▸ Assignment: In your output, repeat each entry exactly and include no pictures.

▸ Material shown:
━━━━━━
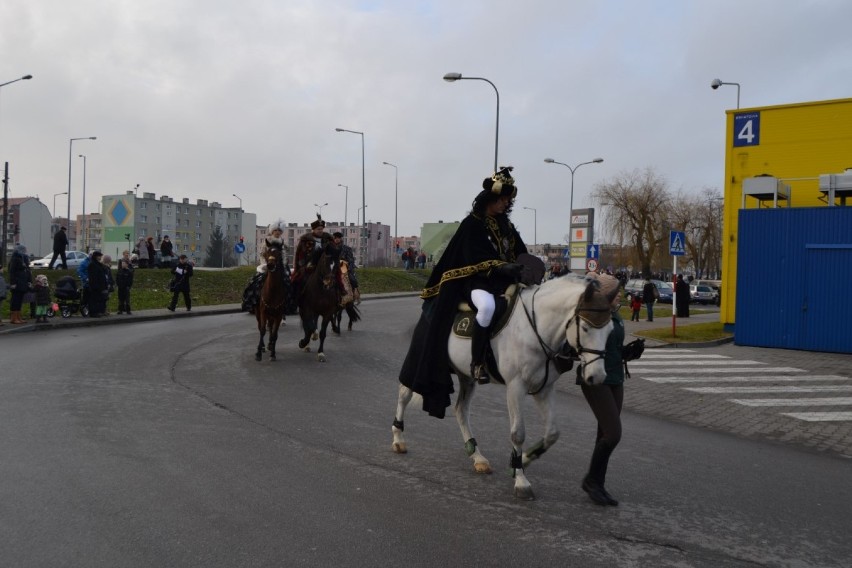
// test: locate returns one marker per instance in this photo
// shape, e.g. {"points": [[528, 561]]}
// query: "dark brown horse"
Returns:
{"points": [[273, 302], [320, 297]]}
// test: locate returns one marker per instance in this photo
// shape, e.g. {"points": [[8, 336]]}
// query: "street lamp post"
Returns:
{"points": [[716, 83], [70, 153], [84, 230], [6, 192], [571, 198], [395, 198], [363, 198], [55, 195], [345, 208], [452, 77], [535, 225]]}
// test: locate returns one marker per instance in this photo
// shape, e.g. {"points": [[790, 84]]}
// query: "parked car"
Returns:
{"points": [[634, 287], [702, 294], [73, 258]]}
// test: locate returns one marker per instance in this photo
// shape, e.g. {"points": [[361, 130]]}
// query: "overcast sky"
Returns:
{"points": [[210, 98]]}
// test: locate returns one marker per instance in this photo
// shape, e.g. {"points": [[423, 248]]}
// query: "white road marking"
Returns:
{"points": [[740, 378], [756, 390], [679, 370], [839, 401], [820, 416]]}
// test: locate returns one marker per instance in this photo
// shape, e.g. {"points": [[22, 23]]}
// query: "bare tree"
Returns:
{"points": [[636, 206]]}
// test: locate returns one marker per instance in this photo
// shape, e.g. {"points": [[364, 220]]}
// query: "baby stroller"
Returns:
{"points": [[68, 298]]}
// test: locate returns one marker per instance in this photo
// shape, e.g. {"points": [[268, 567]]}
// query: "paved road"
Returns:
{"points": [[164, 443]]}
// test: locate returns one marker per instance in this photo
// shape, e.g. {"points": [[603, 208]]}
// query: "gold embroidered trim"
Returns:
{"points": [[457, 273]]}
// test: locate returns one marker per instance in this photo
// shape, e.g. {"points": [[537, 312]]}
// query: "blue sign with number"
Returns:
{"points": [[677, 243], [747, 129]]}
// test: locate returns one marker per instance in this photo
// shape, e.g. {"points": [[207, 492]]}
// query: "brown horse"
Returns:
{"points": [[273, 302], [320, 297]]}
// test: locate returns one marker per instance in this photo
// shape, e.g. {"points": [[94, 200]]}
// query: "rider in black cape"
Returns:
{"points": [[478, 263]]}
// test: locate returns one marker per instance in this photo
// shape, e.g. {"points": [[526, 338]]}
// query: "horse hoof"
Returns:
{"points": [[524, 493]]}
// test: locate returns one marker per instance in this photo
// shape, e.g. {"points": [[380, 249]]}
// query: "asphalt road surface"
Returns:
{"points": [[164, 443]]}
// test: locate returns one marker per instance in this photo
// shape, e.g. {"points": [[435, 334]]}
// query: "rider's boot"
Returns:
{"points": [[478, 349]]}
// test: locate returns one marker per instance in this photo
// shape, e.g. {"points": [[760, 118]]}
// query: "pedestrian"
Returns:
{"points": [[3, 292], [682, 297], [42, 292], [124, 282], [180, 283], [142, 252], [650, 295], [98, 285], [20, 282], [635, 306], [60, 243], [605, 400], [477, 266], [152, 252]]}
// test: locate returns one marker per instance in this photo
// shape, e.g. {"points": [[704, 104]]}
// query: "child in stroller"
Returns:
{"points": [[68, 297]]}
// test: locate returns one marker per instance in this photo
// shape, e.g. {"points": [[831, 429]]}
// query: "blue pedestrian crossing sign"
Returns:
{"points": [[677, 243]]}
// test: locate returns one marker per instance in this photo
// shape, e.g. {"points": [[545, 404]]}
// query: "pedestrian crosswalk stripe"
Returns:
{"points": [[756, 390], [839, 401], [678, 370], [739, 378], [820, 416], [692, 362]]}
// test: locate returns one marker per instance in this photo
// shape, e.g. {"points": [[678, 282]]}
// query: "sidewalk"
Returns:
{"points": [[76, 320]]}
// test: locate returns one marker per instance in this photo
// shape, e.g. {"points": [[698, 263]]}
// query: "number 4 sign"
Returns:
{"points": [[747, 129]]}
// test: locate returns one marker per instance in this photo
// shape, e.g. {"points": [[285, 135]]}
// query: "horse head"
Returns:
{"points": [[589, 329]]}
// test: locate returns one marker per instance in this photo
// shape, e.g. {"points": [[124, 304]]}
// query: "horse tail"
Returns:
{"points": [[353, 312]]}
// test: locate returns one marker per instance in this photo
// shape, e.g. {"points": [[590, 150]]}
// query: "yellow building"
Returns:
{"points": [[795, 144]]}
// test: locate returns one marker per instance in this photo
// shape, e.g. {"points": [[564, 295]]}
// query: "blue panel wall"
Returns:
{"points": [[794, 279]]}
━━━━━━
▸ Answer section:
// test: locate returns one marker per instance in this photo
// shape, e.g. {"points": [[528, 561]]}
// query: "dark brown horse"
Returns:
{"points": [[273, 302], [320, 297]]}
// test: locate returns one marker per instance in this photo
// shape, e.g. {"points": [[8, 336]]}
// query: "street lamp post"
Returns:
{"points": [[716, 83], [70, 153], [84, 230], [6, 192], [571, 198], [395, 198], [363, 198], [55, 195], [345, 208], [452, 77], [535, 225]]}
// test: locate returns one marker per instance in this photo
// shape, e.g. {"points": [[790, 84]]}
// query: "parked car"
Returns:
{"points": [[634, 287], [702, 294], [73, 258]]}
// test: locate returns one marker per instance in this photo
// shape, e.g. {"points": [[361, 130]]}
// query: "overcast sky"
Returns:
{"points": [[210, 98]]}
// test: locate returns one marker per instance in this photo
// shape, e.g. {"points": [[423, 248]]}
// query: "white road marking"
Returns:
{"points": [[740, 378], [756, 390], [679, 370], [839, 401], [820, 416]]}
// test: locate returns one marker per instance in this photo
// shape, e.g. {"points": [[22, 23]]}
// query: "bare tree"
Returns:
{"points": [[636, 206]]}
// test: locate returns one marker per instance in this photo
// shape, e.g. {"points": [[364, 220]]}
// query: "baby stroller"
Returns:
{"points": [[68, 298]]}
// test: locate returns one marker per instance in this photo
// shape, e.g. {"points": [[268, 567]]}
// query: "paved road"
Returns:
{"points": [[164, 443]]}
// test: locate returns one marker per instance in this photo
// shape, e.g. {"points": [[603, 208]]}
// query: "gold embroidered trim"
Returns:
{"points": [[457, 273]]}
// test: locate returns one marker per instance in this photo
// shape, e.g. {"points": [[537, 312]]}
// query: "blue sign with number"
Returns:
{"points": [[677, 243], [747, 129]]}
// test: locate returns one marker per instance in this photo
// shape, e.g. {"points": [[207, 492]]}
// query: "brown horse"
Returns:
{"points": [[273, 302], [320, 297]]}
// test: locate returns one marker per instance in this photo
// shape, e.g. {"points": [[94, 200]]}
// query: "rider in black cape"
Returns:
{"points": [[478, 263]]}
// test: locate returns one marker per instance in this photo
// shape, e.g. {"points": [[526, 338]]}
// query: "horse hoof"
Returns:
{"points": [[524, 493]]}
// test: locate returns one marker per instance in this photo
// shape, e.g. {"points": [[380, 249]]}
// query: "asphalt road surface"
Returns:
{"points": [[164, 443]]}
// test: locate returns one marker per instance in this photo
// shape, e.g. {"points": [[435, 334]]}
// query: "rider's boot"
Returns:
{"points": [[478, 349]]}
// test: locate returns one marker per instance in this photo
// shape, e.g. {"points": [[760, 118]]}
// query: "pedestrian"
Returns:
{"points": [[3, 292], [682, 297], [42, 292], [124, 282], [180, 283], [142, 252], [650, 295], [98, 285], [20, 282], [635, 306], [60, 243], [605, 400], [477, 266], [152, 252]]}
// test: locate returns one marker per instance in this photo
// shape, e.g. {"points": [[704, 104]]}
// query: "child in stroller"
Returns:
{"points": [[68, 297]]}
// test: locate returns one marker per instance in this photo
// shape, e.g. {"points": [[831, 429]]}
// query: "blue pedestrian crossing sign"
Returns:
{"points": [[677, 243]]}
// test: locate returns one marker per instance in this photo
// shape, e.g. {"points": [[545, 404]]}
// query: "pedestrian crosswalk stripe"
Returns:
{"points": [[756, 390], [839, 401], [678, 370], [739, 378], [820, 416], [692, 362]]}
// test: locate returns one marker per instance in this photo
// shape, e.g. {"points": [[678, 282]]}
// query: "sidewalk"
Returns:
{"points": [[76, 320]]}
// test: locate returns one marker per instance in this photo
// shape, e.g. {"points": [[698, 263]]}
// query: "number 4 sign"
Returns:
{"points": [[747, 129]]}
// test: locate returns one marker per instance in this photo
// shape, e.g. {"points": [[285, 135]]}
// query: "horse head"
Returns:
{"points": [[589, 329]]}
// test: locate returns one marker per instance in this photo
// shape, e.g. {"points": [[124, 304]]}
// query: "horse tail"
Returns:
{"points": [[353, 312]]}
// test: locate returns one marker per instance in this photo
// shape, e.g. {"points": [[590, 150]]}
// query: "yellow building"
Returns:
{"points": [[795, 144]]}
// test: locate returns one marker per instance in this photo
// shape, e.g. {"points": [[564, 295]]}
// query: "blue panel wall"
Returns:
{"points": [[794, 279]]}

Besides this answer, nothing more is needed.